→ INSTRUCTIONS TO FOLLOW
Of the material below, the lines to be retyped are those from the line containing "Query: halter" through the line containing "this sample: (119,122).", inclusive; reproduce them exactly.

→ RECORDS PROVIDED
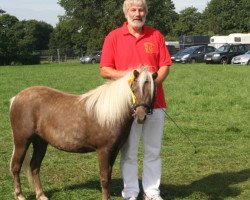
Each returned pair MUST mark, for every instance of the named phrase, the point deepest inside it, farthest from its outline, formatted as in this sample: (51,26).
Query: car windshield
(223,48)
(189,50)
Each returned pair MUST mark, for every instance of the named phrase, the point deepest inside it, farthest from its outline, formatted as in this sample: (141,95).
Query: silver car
(92,58)
(243,59)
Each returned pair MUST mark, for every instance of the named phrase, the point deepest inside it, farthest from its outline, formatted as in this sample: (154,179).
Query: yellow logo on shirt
(149,47)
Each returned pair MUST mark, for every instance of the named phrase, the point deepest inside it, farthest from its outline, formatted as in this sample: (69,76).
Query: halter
(133,97)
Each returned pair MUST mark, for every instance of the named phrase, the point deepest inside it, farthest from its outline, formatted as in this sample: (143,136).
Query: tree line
(87,22)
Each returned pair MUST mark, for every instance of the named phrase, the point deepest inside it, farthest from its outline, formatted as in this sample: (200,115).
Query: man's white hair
(128,3)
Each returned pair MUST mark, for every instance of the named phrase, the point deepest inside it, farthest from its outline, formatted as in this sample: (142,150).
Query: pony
(99,120)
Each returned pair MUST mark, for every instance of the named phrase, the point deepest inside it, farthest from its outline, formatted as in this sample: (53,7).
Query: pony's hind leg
(40,147)
(19,151)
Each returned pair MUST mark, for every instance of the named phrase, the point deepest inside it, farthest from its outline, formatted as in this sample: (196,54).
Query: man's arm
(110,73)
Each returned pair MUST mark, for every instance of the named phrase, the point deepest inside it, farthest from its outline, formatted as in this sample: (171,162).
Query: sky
(49,10)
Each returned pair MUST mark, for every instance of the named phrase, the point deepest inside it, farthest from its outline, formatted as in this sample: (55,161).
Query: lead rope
(190,141)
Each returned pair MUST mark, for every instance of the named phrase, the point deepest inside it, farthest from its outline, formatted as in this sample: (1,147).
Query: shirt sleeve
(107,58)
(164,58)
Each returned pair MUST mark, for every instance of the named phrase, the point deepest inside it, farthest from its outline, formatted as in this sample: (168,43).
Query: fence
(59,55)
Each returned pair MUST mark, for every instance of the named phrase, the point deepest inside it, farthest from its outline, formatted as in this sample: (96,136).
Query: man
(128,47)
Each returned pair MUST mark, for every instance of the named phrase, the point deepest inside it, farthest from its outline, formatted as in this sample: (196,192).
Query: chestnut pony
(99,120)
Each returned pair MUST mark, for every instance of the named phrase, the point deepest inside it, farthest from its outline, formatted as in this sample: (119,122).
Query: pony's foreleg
(40,147)
(105,169)
(17,159)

→ THE ANSWER
Query: halter
(133,97)
Each returned pair MUST mark, for every instance of the named phrase, the point deepest inside it, farthest from its outline, formatted as in this sample: (143,136).
Query: tree line
(87,22)
Each returned pair MUST mark, for every instance of the named phrase, the point deepest inside it, farthest from its outline, formatted as in this sample: (200,115).
Query: man's white hair
(128,3)
Each returned pair MUST mark, for every instance of the named phrase, the point deepest inside it, farthest from its outline, formatted as in this sample: (142,150).
Query: pony
(99,120)
Each returned pair MUST mark, for every instance of the named phrase, the point deepest inside it, farthest from its outline, formatted as in this sample: (53,7).
Query: pony's hind leg
(40,147)
(19,151)
Each returned pair MUST mark, for every instance of the named phrase, the point deepest inside it, farthest from its outline, formatted as in this sample: (196,54).
Query: man's arm
(110,73)
Each returned pair MUST mark, for every instance of the named phrase, the point deepest inside it, farthest from its outline, formatted as in this sample: (171,162).
Query: sky
(49,10)
Each returned pair MUST mark, for every instance of the named phrase, the point deepest inside it, farthest from its outline, formatted as in this sample: (55,161).
Query: lead rope
(190,141)
Each returned pair MUST mark, for every instance of the named phrase, the point deepest inside it, farthest from its outline, formatted as in this sample: (1,147).
Query: shirt sleeve
(107,58)
(164,58)
Each returned pair MUST mark, for every instance of the named phrase, the point deepest inside it, farthest from its outline, formatted as in this sample: (168,43).
Query: fence
(59,55)
Each returned pair MUST mark, for every instance of the named phrase, the point deepest inside it, farthest from its outline, formatted as in this sample: (96,136).
Query: man
(128,47)
Each returned pair MUST mark, for every instance of the named phrase, the point deepest inside it, farthest from its outline, formatted as in this sample: (196,192).
Query: chestnut pony
(99,120)
Each returned pair MUST mark, for every instance of the named phrase, the point deepest inside it, farthest from its outline, formatted as in this sample: (119,122).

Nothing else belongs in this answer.